__AVAILABLE DATA__.

==========

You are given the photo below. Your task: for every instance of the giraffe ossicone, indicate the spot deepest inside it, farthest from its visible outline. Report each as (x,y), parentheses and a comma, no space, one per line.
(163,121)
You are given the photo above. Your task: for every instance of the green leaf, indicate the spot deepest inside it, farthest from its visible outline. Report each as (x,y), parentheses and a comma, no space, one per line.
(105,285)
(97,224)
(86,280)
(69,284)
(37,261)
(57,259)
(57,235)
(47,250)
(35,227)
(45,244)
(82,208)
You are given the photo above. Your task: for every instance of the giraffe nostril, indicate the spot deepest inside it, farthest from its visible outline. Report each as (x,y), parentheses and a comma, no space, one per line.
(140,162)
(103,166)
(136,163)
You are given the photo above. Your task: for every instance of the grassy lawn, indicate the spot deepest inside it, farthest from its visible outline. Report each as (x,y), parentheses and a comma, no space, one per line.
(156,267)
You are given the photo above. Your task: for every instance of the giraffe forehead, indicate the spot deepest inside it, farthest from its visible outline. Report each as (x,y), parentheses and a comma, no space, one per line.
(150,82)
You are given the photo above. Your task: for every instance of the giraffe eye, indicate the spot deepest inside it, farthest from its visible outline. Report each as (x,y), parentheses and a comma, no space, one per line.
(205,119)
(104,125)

==========

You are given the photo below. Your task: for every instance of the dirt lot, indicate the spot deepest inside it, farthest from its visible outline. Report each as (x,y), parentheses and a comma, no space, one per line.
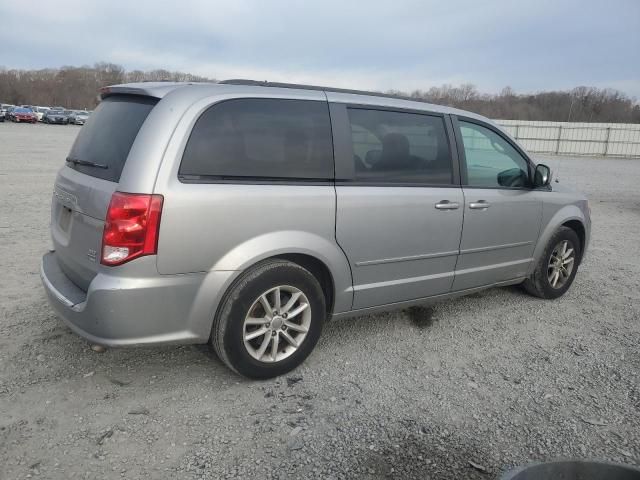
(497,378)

==========

__PROBLEM__. Please extract every line of the items above that contains the string "giraffe", matching case exactly, and copy each one in full.

__EXERCISE ANSWER__.
You are given the photo below. Your task: for every instance of the giraffe ossicone, indicate the spot deepest inside it, farthest from its visible outline. Report each as (x,y), parentheses and a comma, no space, one per line.
You are given the photo above. Your task: for every instance of the giraffe nostril, indicate the spot deepest inside it, farthest from its visible outline. Report each as (x,y), parentheses and a comma, no space, one per line.
You are given the photo above. Your task: for every instance of the giraffe forehead, indicate the spot deepest inside it, farthest from its visible outline. Report each as (x,y), parentheses and a comma, no space, one per line.
You are given the photo above. Your task: for every instance of the giraffe eye, indicate the spot deepest inside it, farthest from its visible outline. Report each as (x,y), parentheses and a comma, no space, one per line.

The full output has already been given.